Render the records as a numbered list, from the line containing "target: grass lawn" up to and including the final line of the records, omitting blank lines.

-- begin Records provided --

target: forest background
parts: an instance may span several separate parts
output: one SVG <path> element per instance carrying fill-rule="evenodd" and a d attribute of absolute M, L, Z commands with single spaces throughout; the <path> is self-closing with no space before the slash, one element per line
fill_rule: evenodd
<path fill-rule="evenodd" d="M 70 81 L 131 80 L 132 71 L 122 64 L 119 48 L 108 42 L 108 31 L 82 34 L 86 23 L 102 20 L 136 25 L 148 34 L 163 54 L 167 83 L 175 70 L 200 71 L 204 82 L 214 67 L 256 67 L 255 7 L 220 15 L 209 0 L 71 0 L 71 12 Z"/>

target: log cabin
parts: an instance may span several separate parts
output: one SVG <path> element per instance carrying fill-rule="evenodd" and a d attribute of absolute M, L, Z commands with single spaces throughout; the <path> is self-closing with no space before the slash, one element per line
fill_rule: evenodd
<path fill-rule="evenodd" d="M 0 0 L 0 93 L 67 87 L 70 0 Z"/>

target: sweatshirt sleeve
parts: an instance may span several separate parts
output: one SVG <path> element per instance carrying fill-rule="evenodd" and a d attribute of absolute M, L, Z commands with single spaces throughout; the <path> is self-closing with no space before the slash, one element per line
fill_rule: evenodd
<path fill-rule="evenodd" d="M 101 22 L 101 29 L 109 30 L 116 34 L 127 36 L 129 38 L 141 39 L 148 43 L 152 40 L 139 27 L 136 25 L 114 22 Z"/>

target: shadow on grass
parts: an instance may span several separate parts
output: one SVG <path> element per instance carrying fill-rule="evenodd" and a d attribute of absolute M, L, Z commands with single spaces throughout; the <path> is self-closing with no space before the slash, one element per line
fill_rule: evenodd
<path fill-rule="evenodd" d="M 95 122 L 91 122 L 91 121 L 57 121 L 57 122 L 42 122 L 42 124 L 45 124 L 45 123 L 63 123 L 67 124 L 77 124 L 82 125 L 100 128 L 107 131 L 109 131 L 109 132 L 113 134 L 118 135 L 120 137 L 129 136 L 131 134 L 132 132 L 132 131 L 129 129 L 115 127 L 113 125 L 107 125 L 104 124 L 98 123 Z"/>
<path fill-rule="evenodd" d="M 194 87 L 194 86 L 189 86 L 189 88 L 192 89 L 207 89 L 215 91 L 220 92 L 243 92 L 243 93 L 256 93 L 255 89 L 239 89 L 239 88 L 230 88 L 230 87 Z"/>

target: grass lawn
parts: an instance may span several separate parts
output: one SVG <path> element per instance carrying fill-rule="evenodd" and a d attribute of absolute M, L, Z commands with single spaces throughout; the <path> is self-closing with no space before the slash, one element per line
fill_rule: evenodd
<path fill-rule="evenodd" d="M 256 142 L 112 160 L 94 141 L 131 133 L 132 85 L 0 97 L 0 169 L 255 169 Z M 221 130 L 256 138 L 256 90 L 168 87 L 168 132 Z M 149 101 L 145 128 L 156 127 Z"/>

-- end Records provided --

### Correct result
1. target: grass lawn
2. parts: an instance may span several separate parts
3. output: one SVG <path> element per instance carrying fill-rule="evenodd" and a d attribute of absolute M, L, Z commands with single spaces throughout; the <path> is self-closing with no space before the slash, one element per line
4. fill_rule: evenodd
5. <path fill-rule="evenodd" d="M 256 142 L 112 160 L 94 141 L 131 133 L 132 85 L 0 97 L 0 169 L 255 169 Z M 221 130 L 256 138 L 256 90 L 168 87 L 168 132 Z M 149 101 L 145 128 L 156 127 Z"/>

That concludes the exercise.